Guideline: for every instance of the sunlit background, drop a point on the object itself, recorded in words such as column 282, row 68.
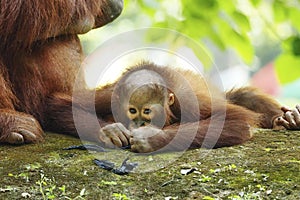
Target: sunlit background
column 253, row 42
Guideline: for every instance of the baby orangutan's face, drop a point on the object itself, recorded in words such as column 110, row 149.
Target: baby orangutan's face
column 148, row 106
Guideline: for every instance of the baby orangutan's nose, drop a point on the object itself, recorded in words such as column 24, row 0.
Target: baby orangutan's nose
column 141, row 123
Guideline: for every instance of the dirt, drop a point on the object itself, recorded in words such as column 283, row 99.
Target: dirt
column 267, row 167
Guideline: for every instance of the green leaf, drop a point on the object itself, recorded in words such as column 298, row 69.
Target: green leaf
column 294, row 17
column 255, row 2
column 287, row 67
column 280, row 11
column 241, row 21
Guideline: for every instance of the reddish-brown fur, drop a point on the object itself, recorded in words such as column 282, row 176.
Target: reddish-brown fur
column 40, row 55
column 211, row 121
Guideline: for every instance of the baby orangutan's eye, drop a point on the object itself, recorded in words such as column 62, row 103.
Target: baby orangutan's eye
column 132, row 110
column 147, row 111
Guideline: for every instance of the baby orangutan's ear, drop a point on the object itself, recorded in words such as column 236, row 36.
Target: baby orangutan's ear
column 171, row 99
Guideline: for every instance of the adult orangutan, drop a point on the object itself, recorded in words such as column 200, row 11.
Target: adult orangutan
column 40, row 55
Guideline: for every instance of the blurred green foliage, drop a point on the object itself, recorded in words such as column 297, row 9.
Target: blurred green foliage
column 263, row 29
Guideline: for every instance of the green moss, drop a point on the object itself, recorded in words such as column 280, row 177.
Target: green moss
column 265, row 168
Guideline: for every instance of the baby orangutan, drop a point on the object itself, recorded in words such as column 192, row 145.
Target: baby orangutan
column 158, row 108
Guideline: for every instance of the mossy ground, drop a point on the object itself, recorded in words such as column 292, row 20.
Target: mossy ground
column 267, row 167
* * *
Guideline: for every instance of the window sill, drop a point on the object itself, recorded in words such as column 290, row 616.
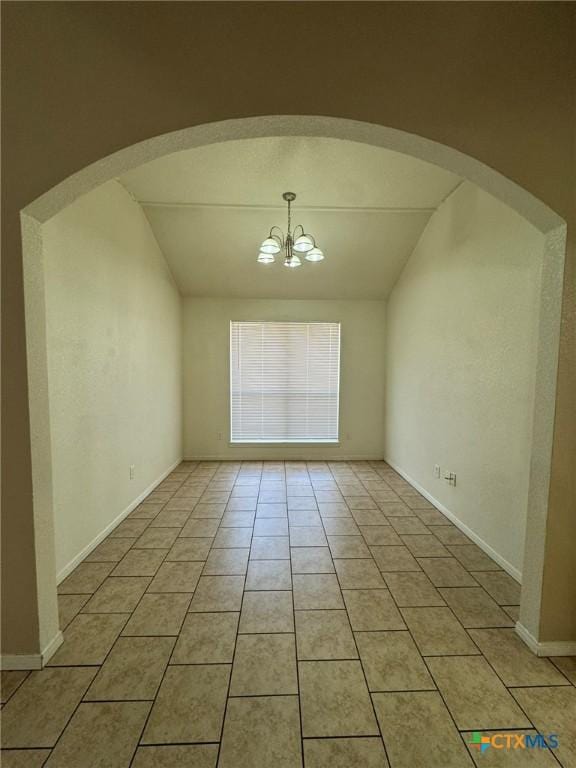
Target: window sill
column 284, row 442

**Stated problem**
Copy the records word for word, from the line with "Guideline: for every instance of the reddish-brown" up to and including the line with "column 147, row 111".

**Answer for the task**
Guideline: for every instance of the reddish-brown fur, drop a point on the object itself, recorded in words such as column 282, row 176.
Target: reddish-brown fur
column 40, row 55
column 211, row 121
Guideline: for every instance of the baby orangutan's eye, drop a point on the object itself, recorded in words such as column 62, row 103.
Target: baby orangutan's eye
column 132, row 110
column 147, row 111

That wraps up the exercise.